**À faire**
Renvoyez mot pour mot le passage du texte sur la stabilisation du Sahel qui va de "Depuis l’indépendance de" à "stabiliser le Mali?", ces deux bornes comprises.

Au milieu des crises qui touchent la région du Sahel – une toile d’araignée d’insurrections communautaires et terroristes s’étendant à travers le continent et huit coups d’État depuis 2020 – l’attention des États-Unis et de l’Europe est tournée ailleurs : vers l’invasion de l’Ukraine par la Russie, l’influence croissante de la Chine dans le monde et le conflit Israël-Palestine. Cependant, une opportunité de promouvoir la stabilisation au Sahel, notamment au Mali et au Niger, pourrait résider dans la collaboration entre les États-Unis et l’Algérie. L’Algérie partage des frontières avec ces États frappés par la violence, ainsi que le désir des États-Unis d’aider à les stabiliser, ainsi que leurs voisins sahéliens. Une première question pour toute collaboration entre les États-Unis et l’Algérie est de savoir si les visions des deux pays pour la stabilité au Sahel, en particulier au Mali et au Niger, sont alignées ou contradictoires.

Depuis l’indépendance de l’Algérie en 1962, les gouvernements successifs ont déclaré une politique étrangère basée sur le principe de non-intervention. Cependant, l’Algérie a une longue histoire de tentative de médiation dans les conflits, tant à proximité (par exemple, au Mali et au Niger) qu’à l’étranger ; les Algériens sont prompts à souligner le rôle de leur pays dans la libération des otages américains en Iran en 1981. Le bilan de l’Algérie en tant que pacificateur a été mitigé, et certains critiques suggèrent que ses interventions visent avant tout à promouvoir ses propres intérêts.

Comment stabiliser le Mali?

Au Mali, l’Algérie a depuis longtemps facilité les efforts de paix entre le gouvernement et les groupes armés touaregs du nord : les accords de Tamanrasset en 1991, la médiation en 1992, les accords d’Alger en 2006 et le « processus d’Alger » de 2015. Les cyniques soutiennent que l’implication de l’Algérie au Mali reflète sa stratégie régionale de lutte contre le terrorisme ou une tentative de contrôler le gaz et d’autres réserves minérales au Sahel, plutôt qu’un projet de construction de la paix. En effet, les tentatives de l’Algérie pour éliminer ses propres groupes islamistes ont poussé des terroristes au Mali, dont le Groupe salafiste pour la prédication et le combat, qui a ensuite changé de nom pour Al-Qaïda au Maghreb.

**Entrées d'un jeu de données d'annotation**
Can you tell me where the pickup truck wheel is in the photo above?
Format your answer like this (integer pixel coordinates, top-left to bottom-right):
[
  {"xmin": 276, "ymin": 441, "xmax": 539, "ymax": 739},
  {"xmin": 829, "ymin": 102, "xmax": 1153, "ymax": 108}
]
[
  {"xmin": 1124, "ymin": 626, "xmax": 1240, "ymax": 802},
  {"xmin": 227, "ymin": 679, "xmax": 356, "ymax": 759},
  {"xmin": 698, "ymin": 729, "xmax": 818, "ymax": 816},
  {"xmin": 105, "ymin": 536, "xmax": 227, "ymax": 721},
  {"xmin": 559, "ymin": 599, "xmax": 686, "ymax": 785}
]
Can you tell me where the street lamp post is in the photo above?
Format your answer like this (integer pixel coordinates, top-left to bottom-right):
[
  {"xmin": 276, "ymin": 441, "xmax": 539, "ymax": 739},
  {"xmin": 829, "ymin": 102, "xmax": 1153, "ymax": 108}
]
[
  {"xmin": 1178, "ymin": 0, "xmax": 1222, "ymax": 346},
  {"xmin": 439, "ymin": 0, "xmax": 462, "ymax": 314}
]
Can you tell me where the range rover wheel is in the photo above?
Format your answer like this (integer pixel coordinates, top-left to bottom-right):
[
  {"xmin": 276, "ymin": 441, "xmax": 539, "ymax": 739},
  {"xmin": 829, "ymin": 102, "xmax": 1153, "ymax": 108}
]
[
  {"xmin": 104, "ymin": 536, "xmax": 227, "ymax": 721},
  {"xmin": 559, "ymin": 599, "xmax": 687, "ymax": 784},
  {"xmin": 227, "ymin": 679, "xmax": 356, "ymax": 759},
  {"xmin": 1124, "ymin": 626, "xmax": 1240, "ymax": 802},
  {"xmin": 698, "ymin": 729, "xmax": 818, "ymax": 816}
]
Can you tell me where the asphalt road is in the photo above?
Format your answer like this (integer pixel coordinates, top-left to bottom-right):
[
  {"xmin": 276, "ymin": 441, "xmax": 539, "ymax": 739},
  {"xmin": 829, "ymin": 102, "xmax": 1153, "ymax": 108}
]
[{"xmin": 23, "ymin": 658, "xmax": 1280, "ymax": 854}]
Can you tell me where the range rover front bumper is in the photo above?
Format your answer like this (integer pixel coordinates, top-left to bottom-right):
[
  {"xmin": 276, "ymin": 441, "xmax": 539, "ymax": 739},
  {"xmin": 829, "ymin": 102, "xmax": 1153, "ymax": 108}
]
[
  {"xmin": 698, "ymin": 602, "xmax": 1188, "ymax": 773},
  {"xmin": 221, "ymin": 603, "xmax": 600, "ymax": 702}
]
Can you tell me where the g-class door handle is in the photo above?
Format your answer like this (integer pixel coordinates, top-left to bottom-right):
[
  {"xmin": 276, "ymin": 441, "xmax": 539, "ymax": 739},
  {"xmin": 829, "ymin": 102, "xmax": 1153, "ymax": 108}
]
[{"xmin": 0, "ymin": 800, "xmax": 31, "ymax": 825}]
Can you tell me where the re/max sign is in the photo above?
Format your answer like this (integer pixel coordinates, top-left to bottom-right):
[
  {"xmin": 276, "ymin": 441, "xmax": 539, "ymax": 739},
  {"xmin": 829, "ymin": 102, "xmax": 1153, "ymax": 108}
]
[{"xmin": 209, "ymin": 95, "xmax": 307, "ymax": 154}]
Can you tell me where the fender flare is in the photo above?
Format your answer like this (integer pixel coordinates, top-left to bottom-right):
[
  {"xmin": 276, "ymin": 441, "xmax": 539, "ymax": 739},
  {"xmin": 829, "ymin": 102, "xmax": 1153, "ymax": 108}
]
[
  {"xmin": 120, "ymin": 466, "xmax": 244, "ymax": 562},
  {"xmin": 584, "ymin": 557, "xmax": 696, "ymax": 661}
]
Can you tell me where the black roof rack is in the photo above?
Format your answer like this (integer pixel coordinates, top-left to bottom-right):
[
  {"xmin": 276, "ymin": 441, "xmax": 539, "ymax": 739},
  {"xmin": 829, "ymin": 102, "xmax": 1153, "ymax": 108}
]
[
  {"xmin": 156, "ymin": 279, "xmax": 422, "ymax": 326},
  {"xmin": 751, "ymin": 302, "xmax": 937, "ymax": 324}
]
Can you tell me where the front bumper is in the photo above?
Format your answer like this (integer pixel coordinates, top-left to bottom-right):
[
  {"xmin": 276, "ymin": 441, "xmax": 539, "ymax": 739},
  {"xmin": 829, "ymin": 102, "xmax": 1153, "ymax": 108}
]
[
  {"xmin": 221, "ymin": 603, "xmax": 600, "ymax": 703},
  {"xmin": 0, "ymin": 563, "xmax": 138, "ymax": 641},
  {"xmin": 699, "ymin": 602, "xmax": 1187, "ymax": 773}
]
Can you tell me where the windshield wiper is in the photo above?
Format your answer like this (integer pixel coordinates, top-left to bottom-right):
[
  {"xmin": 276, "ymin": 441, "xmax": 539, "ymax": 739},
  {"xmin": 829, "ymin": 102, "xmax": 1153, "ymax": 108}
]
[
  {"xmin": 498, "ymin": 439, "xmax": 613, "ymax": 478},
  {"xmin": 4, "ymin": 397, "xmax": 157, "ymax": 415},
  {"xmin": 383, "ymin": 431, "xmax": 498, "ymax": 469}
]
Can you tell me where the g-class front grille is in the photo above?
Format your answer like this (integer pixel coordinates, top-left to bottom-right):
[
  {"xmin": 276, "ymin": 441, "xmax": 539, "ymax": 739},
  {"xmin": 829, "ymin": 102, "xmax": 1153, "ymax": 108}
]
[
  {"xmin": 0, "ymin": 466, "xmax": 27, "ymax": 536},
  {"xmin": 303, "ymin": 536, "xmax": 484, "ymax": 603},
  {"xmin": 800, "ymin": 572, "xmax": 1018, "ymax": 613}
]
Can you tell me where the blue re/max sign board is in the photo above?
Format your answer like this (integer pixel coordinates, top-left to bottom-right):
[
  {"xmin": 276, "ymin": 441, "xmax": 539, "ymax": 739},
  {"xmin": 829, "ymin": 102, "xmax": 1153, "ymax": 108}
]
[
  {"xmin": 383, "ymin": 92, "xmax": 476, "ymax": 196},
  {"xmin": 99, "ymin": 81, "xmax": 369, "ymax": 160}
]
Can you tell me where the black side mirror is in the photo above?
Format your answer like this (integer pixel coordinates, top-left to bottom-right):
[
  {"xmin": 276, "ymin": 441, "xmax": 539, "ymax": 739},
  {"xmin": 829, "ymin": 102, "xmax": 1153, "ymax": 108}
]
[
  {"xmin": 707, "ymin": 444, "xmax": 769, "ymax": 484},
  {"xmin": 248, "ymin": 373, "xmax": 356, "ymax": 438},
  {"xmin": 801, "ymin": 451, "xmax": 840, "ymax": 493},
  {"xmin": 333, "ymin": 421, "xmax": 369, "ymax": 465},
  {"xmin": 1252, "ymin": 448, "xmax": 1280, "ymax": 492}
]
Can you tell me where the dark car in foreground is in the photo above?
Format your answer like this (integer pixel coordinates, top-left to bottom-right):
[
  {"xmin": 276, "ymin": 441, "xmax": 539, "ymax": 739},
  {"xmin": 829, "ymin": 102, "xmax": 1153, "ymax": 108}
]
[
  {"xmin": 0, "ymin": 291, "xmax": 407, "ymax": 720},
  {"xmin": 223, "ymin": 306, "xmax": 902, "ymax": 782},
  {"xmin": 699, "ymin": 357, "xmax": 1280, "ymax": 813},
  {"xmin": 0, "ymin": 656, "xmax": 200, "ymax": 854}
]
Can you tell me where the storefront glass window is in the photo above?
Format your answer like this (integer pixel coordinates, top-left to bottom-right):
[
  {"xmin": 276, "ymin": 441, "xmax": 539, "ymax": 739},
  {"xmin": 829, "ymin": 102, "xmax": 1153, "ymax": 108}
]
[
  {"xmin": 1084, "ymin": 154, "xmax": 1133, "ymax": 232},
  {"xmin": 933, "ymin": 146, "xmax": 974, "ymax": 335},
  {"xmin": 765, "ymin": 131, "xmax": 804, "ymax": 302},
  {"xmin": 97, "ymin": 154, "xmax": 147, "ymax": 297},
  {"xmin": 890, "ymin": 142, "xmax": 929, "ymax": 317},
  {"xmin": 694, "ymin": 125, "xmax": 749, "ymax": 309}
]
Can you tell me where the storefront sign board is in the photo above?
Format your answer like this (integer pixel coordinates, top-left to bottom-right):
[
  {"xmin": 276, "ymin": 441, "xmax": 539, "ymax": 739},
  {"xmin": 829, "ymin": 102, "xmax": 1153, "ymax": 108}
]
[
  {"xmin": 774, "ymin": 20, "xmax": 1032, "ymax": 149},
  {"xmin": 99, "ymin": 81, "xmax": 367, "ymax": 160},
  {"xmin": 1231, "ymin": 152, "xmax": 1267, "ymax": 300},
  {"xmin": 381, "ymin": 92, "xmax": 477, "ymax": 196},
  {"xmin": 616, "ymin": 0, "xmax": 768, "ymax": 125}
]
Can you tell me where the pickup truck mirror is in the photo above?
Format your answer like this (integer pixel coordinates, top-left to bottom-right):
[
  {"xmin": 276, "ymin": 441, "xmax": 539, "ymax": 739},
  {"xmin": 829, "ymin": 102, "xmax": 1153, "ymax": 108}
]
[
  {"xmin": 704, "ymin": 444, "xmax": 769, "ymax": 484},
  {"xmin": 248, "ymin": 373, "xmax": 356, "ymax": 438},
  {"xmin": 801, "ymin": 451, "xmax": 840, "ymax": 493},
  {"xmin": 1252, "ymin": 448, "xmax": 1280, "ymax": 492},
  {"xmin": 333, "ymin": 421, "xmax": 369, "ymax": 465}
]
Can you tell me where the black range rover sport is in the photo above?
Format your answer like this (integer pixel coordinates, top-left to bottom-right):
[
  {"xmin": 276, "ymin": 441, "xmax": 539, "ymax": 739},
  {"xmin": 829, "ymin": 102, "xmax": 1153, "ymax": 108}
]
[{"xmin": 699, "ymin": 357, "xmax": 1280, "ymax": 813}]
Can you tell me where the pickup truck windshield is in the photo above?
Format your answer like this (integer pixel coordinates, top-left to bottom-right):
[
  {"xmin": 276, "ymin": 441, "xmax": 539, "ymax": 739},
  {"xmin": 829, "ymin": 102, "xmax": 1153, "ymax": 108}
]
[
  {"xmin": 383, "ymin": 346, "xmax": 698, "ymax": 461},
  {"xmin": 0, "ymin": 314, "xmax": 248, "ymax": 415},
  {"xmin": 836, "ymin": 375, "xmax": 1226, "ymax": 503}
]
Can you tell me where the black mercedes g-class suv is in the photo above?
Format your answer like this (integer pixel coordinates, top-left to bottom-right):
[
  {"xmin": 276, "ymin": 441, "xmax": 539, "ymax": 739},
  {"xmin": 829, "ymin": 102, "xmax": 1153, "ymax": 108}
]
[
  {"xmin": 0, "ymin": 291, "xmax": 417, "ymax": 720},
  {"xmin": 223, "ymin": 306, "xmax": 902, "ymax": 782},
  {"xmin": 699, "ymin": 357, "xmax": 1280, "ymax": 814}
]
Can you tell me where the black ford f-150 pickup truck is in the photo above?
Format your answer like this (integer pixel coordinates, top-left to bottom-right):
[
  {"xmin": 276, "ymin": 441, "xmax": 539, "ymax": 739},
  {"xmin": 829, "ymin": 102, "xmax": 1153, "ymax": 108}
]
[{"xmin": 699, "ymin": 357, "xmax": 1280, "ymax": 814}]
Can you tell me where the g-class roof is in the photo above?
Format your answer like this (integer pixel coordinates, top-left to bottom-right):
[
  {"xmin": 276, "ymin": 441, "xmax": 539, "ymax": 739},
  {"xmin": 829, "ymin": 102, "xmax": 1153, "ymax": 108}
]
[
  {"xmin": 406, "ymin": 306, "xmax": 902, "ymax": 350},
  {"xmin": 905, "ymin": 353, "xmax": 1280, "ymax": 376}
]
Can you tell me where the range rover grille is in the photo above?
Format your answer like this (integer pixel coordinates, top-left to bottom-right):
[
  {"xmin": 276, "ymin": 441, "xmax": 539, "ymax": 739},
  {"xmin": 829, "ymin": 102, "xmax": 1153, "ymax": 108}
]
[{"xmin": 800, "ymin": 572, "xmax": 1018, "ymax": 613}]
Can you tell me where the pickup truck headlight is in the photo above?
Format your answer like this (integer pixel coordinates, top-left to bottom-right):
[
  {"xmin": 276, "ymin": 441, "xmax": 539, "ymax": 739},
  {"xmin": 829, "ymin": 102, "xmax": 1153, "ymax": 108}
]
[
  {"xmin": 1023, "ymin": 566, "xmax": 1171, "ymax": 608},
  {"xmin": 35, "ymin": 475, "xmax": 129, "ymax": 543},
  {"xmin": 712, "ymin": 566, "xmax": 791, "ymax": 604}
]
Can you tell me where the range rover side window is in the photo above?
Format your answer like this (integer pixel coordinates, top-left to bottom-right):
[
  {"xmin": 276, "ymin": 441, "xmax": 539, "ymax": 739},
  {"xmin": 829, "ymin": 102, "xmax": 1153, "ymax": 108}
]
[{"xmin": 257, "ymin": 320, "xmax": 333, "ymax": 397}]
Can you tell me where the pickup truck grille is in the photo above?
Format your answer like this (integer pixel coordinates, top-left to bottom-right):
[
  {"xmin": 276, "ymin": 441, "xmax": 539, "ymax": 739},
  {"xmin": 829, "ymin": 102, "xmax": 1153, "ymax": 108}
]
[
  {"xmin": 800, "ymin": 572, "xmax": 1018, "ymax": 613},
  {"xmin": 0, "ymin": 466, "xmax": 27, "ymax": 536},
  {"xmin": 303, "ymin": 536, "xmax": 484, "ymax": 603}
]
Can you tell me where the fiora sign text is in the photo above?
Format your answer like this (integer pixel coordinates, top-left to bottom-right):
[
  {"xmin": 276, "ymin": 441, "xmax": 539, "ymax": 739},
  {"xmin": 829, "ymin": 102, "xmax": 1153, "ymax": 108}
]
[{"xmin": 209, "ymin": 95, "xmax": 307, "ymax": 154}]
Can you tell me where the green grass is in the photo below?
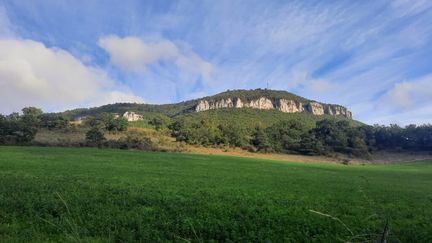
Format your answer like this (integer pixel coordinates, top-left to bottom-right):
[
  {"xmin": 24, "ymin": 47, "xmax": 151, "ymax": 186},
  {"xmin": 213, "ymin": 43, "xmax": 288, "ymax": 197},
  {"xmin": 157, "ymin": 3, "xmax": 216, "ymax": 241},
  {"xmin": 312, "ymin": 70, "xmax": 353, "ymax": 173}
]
[{"xmin": 0, "ymin": 147, "xmax": 432, "ymax": 242}]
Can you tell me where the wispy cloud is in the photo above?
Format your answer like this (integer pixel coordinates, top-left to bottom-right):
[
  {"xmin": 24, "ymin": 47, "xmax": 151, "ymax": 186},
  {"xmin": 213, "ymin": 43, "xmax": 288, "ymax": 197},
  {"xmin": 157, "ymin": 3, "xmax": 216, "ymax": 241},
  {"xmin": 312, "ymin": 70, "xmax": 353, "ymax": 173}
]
[{"xmin": 0, "ymin": 0, "xmax": 432, "ymax": 124}]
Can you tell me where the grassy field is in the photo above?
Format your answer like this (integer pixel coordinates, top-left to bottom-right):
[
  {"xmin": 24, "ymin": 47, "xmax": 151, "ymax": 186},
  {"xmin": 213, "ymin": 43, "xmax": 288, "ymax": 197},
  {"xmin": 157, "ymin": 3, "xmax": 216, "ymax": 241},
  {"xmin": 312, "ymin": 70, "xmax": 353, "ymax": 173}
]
[{"xmin": 0, "ymin": 147, "xmax": 432, "ymax": 242}]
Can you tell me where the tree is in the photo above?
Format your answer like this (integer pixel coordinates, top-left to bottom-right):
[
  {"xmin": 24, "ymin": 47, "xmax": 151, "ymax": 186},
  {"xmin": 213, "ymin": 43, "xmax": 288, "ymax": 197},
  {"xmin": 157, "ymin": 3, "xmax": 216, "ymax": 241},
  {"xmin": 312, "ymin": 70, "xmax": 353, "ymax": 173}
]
[
  {"xmin": 86, "ymin": 127, "xmax": 105, "ymax": 145},
  {"xmin": 149, "ymin": 115, "xmax": 170, "ymax": 131},
  {"xmin": 251, "ymin": 127, "xmax": 271, "ymax": 152},
  {"xmin": 0, "ymin": 113, "xmax": 37, "ymax": 144},
  {"xmin": 266, "ymin": 120, "xmax": 308, "ymax": 151},
  {"xmin": 105, "ymin": 117, "xmax": 129, "ymax": 132},
  {"xmin": 39, "ymin": 113, "xmax": 69, "ymax": 130}
]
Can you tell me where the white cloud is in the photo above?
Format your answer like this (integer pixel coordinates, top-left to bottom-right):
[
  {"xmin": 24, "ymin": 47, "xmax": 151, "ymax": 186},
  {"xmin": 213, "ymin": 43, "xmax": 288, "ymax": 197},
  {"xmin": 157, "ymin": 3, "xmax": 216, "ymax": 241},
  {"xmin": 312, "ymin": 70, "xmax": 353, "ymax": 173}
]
[
  {"xmin": 99, "ymin": 35, "xmax": 179, "ymax": 70},
  {"xmin": 99, "ymin": 35, "xmax": 214, "ymax": 80},
  {"xmin": 383, "ymin": 75, "xmax": 432, "ymax": 110},
  {"xmin": 0, "ymin": 39, "xmax": 143, "ymax": 113}
]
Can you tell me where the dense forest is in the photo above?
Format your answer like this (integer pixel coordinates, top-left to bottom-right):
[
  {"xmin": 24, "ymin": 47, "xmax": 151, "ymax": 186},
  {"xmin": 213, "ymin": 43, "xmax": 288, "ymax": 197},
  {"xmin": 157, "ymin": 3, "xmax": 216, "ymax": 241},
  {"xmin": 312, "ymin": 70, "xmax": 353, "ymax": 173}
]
[{"xmin": 0, "ymin": 107, "xmax": 432, "ymax": 158}]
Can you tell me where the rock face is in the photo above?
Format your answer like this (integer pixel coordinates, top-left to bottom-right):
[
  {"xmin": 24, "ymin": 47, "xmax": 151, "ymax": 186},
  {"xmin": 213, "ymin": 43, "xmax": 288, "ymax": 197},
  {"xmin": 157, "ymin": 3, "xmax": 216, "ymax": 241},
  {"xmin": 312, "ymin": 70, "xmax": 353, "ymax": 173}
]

**Résultat de l'exercice**
Depuis l’indépendance de l’Algérie en 1962, les gouvernements successifs ont déclaré une politique étrangère basée sur le principe de non-intervention. Cependant, l’Algérie a une longue histoire de tentative de médiation dans les conflits, tant à proximité (par exemple, au Mali et au Niger) qu’à l’étranger ; les Algériens sont prompts à souligner le rôle de leur pays dans la libération des otages américains en Iran en 1981. Le bilan de l’Algérie en tant que pacificateur a été mitigé, et certains critiques suggèrent que ses interventions visent avant tout à promouvoir ses propres intérêts.

Comment stabiliser le Mali?